Page:
★ ★ ★

Slow Ring Loading in 2.7 due to Ring Unpickling

Bug #1031954 reported by David Hadas on 2012-08-01
This bug affects 3 people
Affects Status Importance Assigned to Milestone
OpenStack Object Storage (swift)
Darrell Bishop

Bug Description

The time it takes to load or reload each ring was increased by two orders of magnitude between Python 2.6 and 2.7, consuming 100% CPU while (re)loading each ring.
On my (weak) server, loading each ring (with 2^18 partitions) has grown from 0.01s to 3-4s

Immediate Solution (if you bothered by this)
The problem exist only for Rings created in Python 2.7.
As an immediate solution, python 2.6 can be used when producing or updating rings (even if the deployment is with Python 2.7)
Rings produced in Python 2.6 load considerably faster on python 2.7.
This intermediate solution was tested with an older version of Swift and need to be retested with the latest version.

★ ★ ★

Requirement:
According to the bug report, how long does loading each ring with 2^18 partitions take now, and how long did it take before?

★ ★ ★

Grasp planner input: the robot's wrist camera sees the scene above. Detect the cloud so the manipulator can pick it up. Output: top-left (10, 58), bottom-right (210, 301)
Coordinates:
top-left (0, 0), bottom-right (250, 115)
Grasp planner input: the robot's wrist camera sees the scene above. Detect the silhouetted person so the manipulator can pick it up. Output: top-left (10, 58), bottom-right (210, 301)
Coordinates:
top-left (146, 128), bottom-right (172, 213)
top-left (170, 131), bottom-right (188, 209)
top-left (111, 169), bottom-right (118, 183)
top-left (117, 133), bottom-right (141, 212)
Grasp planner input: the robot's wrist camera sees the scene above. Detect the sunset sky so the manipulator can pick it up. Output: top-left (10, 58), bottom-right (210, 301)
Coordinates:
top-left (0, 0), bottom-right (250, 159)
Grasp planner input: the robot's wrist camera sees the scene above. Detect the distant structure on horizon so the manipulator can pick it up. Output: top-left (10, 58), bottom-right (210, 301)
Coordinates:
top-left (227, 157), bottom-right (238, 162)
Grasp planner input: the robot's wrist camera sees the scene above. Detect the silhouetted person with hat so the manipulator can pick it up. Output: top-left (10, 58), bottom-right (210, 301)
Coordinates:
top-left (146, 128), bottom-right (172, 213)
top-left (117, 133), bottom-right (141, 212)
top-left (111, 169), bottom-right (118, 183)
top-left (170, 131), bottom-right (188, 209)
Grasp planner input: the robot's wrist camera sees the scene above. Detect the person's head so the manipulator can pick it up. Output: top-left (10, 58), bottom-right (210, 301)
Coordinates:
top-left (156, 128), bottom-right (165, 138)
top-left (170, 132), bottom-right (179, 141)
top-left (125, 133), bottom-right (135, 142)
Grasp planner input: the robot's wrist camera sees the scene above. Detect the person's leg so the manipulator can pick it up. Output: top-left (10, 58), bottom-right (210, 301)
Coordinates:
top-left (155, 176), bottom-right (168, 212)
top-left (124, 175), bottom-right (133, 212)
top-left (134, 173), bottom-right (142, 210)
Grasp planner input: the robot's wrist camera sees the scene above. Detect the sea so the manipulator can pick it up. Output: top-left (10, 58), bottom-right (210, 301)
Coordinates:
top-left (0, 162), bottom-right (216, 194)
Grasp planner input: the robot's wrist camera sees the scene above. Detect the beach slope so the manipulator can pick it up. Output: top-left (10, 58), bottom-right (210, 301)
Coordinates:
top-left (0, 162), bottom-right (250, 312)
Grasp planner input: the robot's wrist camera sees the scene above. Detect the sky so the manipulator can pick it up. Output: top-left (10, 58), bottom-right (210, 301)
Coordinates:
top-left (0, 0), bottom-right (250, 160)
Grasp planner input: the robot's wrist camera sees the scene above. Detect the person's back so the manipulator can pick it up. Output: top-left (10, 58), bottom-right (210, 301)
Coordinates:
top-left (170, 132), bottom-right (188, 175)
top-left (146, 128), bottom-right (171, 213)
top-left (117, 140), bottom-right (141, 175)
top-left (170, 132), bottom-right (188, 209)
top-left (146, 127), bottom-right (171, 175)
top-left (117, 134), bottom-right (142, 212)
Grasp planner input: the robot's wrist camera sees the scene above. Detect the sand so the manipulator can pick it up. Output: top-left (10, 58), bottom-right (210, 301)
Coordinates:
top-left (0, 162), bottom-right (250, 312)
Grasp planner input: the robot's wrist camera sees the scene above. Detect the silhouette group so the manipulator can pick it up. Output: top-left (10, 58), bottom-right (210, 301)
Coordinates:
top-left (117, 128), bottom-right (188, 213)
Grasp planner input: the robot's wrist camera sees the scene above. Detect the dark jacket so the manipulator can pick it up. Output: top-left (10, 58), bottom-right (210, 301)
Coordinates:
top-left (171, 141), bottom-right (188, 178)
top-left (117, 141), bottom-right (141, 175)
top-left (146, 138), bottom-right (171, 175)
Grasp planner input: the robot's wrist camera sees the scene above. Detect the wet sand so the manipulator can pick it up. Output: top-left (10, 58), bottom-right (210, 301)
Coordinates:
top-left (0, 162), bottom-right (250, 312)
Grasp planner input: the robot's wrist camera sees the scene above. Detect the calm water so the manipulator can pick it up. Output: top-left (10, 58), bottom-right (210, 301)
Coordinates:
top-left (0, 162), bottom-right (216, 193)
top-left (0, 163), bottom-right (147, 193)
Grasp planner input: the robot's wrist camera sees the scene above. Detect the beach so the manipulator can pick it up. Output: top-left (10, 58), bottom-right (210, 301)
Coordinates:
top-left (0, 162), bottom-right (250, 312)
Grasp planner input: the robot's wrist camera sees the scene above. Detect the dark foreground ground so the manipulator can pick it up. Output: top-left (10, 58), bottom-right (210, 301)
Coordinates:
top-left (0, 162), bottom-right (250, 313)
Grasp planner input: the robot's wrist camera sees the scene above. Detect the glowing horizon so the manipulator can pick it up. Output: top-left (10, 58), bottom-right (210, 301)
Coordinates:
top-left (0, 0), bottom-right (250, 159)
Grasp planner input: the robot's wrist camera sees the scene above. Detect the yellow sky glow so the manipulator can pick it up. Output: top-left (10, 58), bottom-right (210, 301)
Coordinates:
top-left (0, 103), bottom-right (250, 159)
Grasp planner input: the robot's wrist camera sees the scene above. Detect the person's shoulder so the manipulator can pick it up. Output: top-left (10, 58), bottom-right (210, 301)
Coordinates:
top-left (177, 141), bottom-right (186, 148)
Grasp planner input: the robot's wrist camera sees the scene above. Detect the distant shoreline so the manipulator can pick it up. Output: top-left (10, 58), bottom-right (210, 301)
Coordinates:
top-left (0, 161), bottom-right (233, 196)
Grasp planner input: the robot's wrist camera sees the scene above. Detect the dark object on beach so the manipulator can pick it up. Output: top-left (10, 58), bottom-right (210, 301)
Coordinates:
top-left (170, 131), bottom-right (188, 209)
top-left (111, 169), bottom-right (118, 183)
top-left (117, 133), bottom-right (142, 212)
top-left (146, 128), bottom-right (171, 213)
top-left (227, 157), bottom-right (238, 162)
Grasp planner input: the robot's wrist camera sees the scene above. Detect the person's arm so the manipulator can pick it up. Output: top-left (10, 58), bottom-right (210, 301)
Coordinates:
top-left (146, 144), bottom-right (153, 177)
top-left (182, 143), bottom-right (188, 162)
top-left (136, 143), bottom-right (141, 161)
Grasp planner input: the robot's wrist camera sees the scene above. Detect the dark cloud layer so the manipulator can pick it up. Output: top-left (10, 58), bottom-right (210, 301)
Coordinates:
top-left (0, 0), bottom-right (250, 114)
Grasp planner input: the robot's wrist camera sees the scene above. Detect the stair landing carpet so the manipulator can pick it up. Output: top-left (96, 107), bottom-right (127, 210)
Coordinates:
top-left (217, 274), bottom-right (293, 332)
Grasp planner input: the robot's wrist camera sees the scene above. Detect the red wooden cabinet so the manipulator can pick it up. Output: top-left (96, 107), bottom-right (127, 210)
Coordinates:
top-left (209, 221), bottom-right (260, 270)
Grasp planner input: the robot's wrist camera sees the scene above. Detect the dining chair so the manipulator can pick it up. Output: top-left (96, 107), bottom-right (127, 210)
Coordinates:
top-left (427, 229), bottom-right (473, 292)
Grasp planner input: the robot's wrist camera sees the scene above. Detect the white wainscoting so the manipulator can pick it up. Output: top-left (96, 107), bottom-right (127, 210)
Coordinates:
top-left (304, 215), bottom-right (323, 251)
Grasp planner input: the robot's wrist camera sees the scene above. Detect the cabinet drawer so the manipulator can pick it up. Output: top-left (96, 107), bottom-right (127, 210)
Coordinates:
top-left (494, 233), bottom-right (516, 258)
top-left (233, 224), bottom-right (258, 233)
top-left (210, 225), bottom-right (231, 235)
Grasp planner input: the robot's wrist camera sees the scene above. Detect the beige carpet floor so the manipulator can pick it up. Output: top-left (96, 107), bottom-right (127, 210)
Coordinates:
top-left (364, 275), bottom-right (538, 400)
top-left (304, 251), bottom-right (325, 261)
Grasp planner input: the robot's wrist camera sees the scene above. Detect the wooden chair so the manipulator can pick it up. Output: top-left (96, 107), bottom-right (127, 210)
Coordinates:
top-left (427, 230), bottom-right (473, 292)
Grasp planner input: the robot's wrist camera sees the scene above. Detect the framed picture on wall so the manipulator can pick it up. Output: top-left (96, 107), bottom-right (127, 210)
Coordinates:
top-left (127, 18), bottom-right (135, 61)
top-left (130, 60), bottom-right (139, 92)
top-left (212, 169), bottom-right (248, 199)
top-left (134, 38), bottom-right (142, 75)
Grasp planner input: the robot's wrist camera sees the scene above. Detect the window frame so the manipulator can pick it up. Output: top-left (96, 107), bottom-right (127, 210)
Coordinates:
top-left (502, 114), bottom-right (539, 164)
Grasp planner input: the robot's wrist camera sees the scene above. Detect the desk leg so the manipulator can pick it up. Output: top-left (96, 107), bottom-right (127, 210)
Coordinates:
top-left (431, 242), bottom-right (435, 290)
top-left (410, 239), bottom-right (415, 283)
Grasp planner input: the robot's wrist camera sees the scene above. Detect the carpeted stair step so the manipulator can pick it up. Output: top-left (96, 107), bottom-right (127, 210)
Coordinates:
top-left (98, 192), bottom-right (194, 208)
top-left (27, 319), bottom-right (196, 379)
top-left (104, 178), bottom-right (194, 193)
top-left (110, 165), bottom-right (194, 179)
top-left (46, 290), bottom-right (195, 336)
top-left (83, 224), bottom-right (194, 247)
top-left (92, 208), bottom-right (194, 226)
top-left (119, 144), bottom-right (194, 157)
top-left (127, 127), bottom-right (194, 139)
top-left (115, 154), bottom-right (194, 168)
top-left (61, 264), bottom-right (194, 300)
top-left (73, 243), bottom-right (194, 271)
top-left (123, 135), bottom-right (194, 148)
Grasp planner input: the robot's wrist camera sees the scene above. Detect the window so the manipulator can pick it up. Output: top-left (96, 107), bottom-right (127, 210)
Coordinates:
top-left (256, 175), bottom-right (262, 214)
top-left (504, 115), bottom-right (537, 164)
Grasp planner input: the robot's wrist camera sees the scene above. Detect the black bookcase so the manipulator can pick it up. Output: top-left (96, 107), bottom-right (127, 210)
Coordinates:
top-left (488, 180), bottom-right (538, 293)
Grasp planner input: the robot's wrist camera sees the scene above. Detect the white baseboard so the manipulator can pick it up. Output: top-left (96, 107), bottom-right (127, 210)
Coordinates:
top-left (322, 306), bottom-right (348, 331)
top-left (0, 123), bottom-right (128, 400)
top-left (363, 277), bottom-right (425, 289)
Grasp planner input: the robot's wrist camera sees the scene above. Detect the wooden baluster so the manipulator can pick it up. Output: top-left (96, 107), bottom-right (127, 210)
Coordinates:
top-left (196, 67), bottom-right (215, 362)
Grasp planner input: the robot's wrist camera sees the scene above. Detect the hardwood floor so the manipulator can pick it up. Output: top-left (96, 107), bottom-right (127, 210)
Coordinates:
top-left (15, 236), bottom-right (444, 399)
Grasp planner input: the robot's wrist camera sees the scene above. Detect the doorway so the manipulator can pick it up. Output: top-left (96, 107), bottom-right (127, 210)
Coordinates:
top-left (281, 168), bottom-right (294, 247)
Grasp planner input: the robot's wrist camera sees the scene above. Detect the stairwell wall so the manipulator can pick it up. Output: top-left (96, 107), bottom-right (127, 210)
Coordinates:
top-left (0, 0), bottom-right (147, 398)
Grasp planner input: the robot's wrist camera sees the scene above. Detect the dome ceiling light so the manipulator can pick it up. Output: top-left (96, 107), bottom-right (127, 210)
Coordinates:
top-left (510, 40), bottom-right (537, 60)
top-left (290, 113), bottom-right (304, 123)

★ ★ ★

Result for this exercise:
It now takes 3-4s, up from 0.01s before.